__SELECTED TEXT__.
Western Union Telegraph Co. v. Jones

Supreme Court of Alabama
Western Union Telegraph Co. v. Jones, 198 Ala. 208 (Ala. 1916)
73 So. 470; 1916 Ala. LEXIS 210
Anderson, Mayfield, Somerville, Thomas

Western Union Telegraph Co. v. Jones

Opinion of the Court

THOMAS, J.

This is the second appeal in this case. In the •opinion on the first appeal (Western Union Telegraph Co. v. *209Jones, 190 Ala. 70, 77, 66 South. 691, 694), this court said: “There was evidence tending to show that the dangerous wire was in contact with one of the defendant’s poles, and that, if the pole was very wet, it might, by this contact, fuse the wire and cause the injury complained of. So there was some evidence to support the second count, and the court properly refused the defendant’s requested affirmative instruction as to this count.”

Did the lower court err in refusing to give the affirmative charge for the defendant? And did it err in refusing to grant appellant’s motion for a new trial on the ground that the verdict of the jury was contrary to the weight of the evidence? These are the questions presented on this appeal.

__WORK TO COMPLETE__. According to the Western Union v. Jones opinion above, which appeal in the case is this?

__ENTRIES__.
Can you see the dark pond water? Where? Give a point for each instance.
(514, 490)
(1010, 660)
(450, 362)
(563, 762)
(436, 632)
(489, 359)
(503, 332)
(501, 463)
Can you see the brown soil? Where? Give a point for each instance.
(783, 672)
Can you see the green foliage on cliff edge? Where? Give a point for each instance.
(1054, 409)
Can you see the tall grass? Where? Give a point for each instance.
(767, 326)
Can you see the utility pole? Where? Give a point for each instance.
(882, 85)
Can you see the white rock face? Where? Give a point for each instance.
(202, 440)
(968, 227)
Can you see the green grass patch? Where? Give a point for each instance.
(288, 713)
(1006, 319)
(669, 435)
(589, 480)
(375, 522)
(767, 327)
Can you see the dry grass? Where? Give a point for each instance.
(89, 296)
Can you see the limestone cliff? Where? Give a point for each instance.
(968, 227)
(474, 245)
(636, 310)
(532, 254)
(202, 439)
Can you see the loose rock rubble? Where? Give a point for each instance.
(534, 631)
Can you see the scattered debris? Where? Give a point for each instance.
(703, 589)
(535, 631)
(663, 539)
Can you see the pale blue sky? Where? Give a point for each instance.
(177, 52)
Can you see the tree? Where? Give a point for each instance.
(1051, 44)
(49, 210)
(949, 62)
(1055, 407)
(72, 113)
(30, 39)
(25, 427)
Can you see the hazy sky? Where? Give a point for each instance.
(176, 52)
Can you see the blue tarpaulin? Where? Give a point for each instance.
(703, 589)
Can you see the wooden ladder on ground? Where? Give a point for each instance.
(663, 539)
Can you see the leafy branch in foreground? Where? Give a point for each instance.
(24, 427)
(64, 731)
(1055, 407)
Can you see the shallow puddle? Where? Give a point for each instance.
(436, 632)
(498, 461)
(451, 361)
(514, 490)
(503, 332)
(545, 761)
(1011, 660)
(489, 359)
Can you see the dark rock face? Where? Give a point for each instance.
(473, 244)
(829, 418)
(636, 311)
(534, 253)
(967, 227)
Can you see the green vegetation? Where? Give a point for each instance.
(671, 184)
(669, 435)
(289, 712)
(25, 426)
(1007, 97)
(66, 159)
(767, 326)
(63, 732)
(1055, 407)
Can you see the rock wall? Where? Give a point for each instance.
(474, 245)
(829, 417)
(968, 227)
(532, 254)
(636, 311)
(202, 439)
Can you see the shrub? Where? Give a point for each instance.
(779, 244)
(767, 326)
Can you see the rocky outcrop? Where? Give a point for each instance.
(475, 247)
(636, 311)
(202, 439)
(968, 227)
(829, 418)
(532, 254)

__OUTPUT OF THE EXERCISE__. The second appeal.